++++ Supplied passage

Thankfully, all of the other variables in the 2016-17 data remained the same as the 2014-15 first-year data. So . . . what did we find?
I’ve provided the vital statistics in the table below. In a word – bingo! Even after taking into account sex, race/ethnicity, socioeconomic status (i.e., Pell grant status), pre-college academic performance (i.e., ACT score), academic habits, academic confidence, and persistence and grit, the degree to which students receive early feedback appears to significantly predict the frequency of pushing oneself to work harder on assignment regardless of whether or not the extra effort might improve one’s grade.
|Variable||Standardized coefficient||Standard error||P-value|
|Sex (female = 1)||0.022||0.143||0.738|
|Race/ethnicity (white = 1)||0.001||0.169||0.089|
|Socioeconomic Status (Pell = 1)||-0.088||0.149||0.161|
|Pre-college academic performance||-0.048||0.010||0.455|
|Academic habits scale||0.317 ***||0.149||0.000|
|Academic Confidence scale||-0.065||0.167||0.374|
|Persistence and grit scale||0.215 **||0.165||0.010|
|Received early feedback||0.182 **||0.056||0.005|
It is particularly intriguing to me that the statistically significant effect of receiving early feedback in the fall term appears when the outcome item is asked at the end of the spring term – a full six months later. Furthermore, it seems important that receiving early feedback produces a unique effect even in the presence of measures of academic habits (e.g., establishing a plan before starting a paper, starting homework early, etc.) and persistence and grit (e.g., continuing toward a goal despite experiencing disappointment, sticking with a plan to reach a goal over a longer period of time, etc.), both of which produce unique effects of their own.

++++++++
++++ Source data

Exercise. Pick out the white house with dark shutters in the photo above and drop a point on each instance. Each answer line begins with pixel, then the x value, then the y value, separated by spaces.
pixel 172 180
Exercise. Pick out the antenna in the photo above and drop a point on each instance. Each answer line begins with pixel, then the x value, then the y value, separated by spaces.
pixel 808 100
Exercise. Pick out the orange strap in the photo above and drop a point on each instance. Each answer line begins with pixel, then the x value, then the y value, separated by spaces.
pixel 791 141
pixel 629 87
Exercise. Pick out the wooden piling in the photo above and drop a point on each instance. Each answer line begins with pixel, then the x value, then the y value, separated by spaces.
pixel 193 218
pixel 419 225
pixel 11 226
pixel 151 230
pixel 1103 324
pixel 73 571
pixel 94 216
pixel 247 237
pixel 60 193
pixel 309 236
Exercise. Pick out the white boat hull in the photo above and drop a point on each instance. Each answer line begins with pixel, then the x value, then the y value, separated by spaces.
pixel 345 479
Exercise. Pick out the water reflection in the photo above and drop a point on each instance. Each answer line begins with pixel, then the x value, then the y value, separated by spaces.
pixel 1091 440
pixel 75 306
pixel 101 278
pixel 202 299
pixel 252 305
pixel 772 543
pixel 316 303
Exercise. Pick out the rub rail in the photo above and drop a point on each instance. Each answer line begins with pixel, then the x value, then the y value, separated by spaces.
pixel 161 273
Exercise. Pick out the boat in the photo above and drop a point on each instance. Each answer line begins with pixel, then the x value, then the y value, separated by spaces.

++++++++

> Problems and tasks
a) In the early-feedback passage, what measure stood for socioeconomic status?
b) Pick up the early-feedback passage after its last sentence and continue it.
These rows are separate material from the early-feedback passage.

> Exercise results
a) Pell grant status.

b)
The implications of these findings seem pretty important. In essence, no matter the student’s pre-college academic performance, the degree of positive academic habits, or the depth of persistence and grit when arriving at Augustana, receiving early feedback in the fall term appears to improve a student’s likelihood of working harder on their schoolwork no matter how that effort might impact their grade.
Whew! I guess my integrity survives for another day. More importantly (MUCH more importantly), it seems even more clear now after replicating the 2014-15 finding with 2016-17 data, that creating ways to provide early feedback to students so that they can recalibrate their study habits as necessary appears to be a critical element of effective course design.